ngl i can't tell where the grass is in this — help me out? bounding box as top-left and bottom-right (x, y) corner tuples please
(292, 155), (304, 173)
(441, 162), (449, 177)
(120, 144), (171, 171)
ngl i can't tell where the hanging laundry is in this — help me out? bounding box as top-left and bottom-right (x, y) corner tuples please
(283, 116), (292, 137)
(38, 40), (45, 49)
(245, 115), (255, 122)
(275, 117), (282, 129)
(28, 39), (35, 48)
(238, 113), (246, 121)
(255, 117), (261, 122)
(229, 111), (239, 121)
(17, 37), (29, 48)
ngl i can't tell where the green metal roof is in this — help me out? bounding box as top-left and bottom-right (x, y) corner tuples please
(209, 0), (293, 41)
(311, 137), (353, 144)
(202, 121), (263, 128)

··········

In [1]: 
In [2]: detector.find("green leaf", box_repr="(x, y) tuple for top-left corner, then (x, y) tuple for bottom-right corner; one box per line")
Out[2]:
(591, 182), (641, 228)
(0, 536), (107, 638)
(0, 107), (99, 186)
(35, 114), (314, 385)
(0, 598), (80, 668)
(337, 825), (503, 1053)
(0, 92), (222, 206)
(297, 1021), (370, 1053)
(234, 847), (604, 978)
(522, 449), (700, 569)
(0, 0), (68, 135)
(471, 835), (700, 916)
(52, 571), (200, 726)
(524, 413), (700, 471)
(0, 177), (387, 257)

··········

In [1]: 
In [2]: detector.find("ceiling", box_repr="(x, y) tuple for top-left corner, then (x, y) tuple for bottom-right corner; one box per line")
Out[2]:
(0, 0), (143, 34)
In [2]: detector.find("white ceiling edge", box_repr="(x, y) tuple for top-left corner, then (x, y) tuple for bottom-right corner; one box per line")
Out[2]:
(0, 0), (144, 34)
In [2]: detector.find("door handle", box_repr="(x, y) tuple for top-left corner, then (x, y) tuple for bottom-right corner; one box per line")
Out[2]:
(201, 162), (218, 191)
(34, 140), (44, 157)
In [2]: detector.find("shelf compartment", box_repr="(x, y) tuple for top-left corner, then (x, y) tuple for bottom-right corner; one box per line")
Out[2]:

··········

WORK REQUIRED
Could you tally how many lines of the material above include the word "ceiling" and reply with only that count?

SOLVED PROBLEM
2